> _Task instructions_
Find each line in the listing that contains the word "circular" and copy those lines.

# start of Provided material

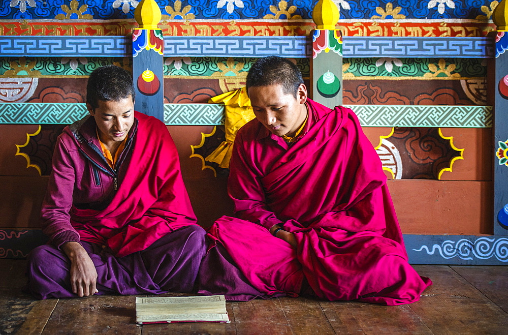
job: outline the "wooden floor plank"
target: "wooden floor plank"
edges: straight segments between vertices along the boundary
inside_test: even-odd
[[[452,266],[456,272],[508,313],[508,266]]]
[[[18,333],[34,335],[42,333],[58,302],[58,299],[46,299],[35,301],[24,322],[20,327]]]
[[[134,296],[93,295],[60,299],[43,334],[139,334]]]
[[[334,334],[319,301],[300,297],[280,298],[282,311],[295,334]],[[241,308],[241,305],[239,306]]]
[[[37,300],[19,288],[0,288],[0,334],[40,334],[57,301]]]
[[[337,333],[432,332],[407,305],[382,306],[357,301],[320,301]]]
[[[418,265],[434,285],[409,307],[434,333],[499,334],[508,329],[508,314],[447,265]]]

# end of Provided material
# start of Provided material

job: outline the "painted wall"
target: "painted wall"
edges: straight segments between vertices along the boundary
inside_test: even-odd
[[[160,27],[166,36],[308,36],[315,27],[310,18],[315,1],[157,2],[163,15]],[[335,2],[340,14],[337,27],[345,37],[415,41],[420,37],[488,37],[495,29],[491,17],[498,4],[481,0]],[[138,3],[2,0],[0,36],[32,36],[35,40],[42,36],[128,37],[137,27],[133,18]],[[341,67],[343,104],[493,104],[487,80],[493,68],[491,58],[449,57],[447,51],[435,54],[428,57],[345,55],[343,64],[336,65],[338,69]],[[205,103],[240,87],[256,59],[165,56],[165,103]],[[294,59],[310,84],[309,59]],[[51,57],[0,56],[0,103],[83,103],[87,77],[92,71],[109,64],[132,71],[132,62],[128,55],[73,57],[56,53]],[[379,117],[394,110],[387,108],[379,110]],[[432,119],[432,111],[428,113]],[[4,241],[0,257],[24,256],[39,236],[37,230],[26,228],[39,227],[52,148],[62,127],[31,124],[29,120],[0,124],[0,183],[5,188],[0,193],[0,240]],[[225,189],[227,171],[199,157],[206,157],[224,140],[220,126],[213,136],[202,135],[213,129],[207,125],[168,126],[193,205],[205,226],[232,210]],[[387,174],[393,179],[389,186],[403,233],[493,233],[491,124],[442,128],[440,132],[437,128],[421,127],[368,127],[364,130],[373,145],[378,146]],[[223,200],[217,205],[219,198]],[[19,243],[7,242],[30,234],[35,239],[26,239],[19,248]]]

# end of Provided material
# start of Provided material

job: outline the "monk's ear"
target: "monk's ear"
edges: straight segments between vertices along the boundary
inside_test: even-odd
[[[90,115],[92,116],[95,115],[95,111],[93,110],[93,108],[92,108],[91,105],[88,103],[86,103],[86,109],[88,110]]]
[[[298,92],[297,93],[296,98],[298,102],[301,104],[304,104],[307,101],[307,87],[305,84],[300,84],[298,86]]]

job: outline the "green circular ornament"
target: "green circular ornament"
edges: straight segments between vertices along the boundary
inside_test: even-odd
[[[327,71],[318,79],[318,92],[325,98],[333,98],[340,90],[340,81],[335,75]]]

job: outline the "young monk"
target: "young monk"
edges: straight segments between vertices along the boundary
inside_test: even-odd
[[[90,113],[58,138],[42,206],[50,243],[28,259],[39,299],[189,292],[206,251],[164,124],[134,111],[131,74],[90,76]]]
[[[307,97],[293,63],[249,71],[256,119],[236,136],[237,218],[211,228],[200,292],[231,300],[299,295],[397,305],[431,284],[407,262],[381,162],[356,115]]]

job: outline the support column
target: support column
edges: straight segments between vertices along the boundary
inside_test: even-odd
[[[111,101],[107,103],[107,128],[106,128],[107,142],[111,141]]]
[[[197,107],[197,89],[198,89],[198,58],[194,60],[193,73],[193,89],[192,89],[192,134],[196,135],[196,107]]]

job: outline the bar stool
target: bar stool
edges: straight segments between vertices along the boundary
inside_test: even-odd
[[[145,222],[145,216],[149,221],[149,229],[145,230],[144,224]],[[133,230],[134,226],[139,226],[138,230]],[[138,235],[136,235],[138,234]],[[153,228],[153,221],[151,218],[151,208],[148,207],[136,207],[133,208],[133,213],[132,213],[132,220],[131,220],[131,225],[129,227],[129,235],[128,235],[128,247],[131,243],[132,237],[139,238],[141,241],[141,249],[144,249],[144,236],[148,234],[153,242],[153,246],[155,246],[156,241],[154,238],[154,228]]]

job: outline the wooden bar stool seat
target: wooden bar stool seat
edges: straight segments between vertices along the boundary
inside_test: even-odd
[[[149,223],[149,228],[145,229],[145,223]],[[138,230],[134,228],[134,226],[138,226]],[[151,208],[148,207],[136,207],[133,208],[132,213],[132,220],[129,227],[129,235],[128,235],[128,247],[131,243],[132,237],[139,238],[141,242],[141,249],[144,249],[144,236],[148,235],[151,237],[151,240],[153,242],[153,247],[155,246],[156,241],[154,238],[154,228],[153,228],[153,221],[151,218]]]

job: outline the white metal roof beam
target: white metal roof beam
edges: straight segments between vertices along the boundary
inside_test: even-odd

# end of Provided material

> _Result for this exercise_
job: outline the "green circular ornament"
target: "green circular ornament"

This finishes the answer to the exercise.